▶ **Problem details**
Carry on the article on occlusion in AR games from the point where it stops.

▶ **Text**
The boundary between the visible and hidden parts of the object is hard. This is computationally cheaper, but jaggies or rough edges may be noticeable. For low-end devices, this is often a reasonable compromise.
Soft occlusion is a higher-quality option.
The occlusion boundary is softer and more visually pleasing, especially on complex contours, such as around hands, hair, furniture edges, and uneven objects. However, this comes at the cost of GPU performance. Unity explicitly recommends checking whether the target device has sufficient resources for soft occlusion.
Why is occlusion needed in an AR game?
The first and most obvious reason is realism.
When a virtual object can disappear behind a real table or wall, the player’s brain begins to perceive it as part of the space, rather than as a flat layer on top of the camera. This is why occlusion is considered one of the fundamental technologies for believable AR. Both Unity and ARCore directly link depth/occlusion to increased realism and immersion. The second reason is scene readability.
Without occlusion, objects begin to visually “break” perspective: an enemy might appear on top of a table, even though logically they should be standing behind it. It becomes difficult for the player to judge the object’s position in space. With occlusion, proper depth is achieved: nearby real objects overlap distant virtual ones, and the scene becomes more readable.
The third reason is game design and interaction.
Occlusion helps build mechanics where an object “hides” behind real objects, appears from behind a wall, partially peeks out from under a table, or is obscured by the player’s body. This is especially useful in AR horror, shooter, stealth, quest, or hidden object games. ARCore specifically points out that depth is useful not only for occlusion but also for more accurate hit tests and more realistic object placement on surfaces.
How We Use Occlusion in the Game
If we describe this as the architecture of our AR game, the logic is typically as follows:
We use environmental occlusion.
When a virtual character, object, enemy, or effect is placed in a real room, it should be partially obscured by furniture and architecture.
Example: a creature walks along the floor near a sofa. As soon as part of its body moves “behind the sofa,” the environment’s depth data occludes that part. The player sees the object as actually being in the room, not just drawn on the screen. This is a typical use of Environment Depth.
We use human occlusion.
If the game involves close interaction with an AR object, it’s important that the player’s hands, torso, or entire body can occlude the virtual object.
Example: when a player bends over an AR chest or walks between the camera and an AR character, the player’s body should naturally obscure part of the content. For this, Human Stencil and/or Human Depth are used, if the platform supports them.
We use occlusion as a means of “planting” an object in space.
When an object is placed on the floor, against a wall, or behind the edge of a table, occlusion not only helps hide parts of it but also confirms its position in the real world.
Even if the object is static, proper partial occlusion anchors it to the scene. In AR, this is more powerful than a simple shadow or anchor: the player immediately believes the object is truly at a certain depth.
We don’t confuse occlusion with physics.
This is an important engineering consideration.
Occlusion is responsible for visual concealment, but it doesn’t replace collisions, navigation, or game logic. Just because a monster is visually “hidden” behind a table doesn’t mean the table has become a physical obstacle for AI or projectiles. Colliders, hit rules, and the like are needed for that. This isn’t so much a documentation feature as it is a proper separation of system responsibilities within a project.

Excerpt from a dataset
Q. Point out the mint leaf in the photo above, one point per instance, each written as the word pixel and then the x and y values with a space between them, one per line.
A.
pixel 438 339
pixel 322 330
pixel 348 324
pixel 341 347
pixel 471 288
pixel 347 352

▶ **The reply**
In game terms, occlusion in our AR game solves four problems at once.
The first is verisimilitude. Objects look as if they’re actually standing in the player’s room. They can disappear behind furniture, peek out from around corners, and not break perspective.
Second is dramaturgy. We can structure the appearance and disappearance of objects not as simple spawns “on screen,” but as behavior in space: an enemy peeks out from behind a cabinet, an artifact is only partially visible from under a table, a clue flashes through a doorway.
Third is quality of interaction. The player senses the distance to the object. There’s a feeling that the character can be “walked around,” “covered,” or “looked at.” This enhances the sense of presence.
Fourth is visual clarity. Fewer instances of a model awkwardly drawn over a hand, face, furniture, or wall.
Limitations and Important Points
Occlusion isn’t perfect.
Depth data can be noisy, especially on thin objects, shiny surfaces, in low light, on glass, during fast camera movements, and on devices with weak depth support. Unity offers temporal smoothing for environment depth to reduce noise and make occlusion more stable. Occlusion always comes at a cost to performance.
The higher the quality of the mode, the higher the load. Soft occlusion is visually better, but more expensive for the GPU; higher-quality depth/segmentation modes also typically require more computation. Therefore, it’s important to test your game on real target devices, not just in the editor. ARCore also emphasizes that the Depth API isn’t supported on all compatible devices and is disabled by default to conserve resources.
Bottom Line.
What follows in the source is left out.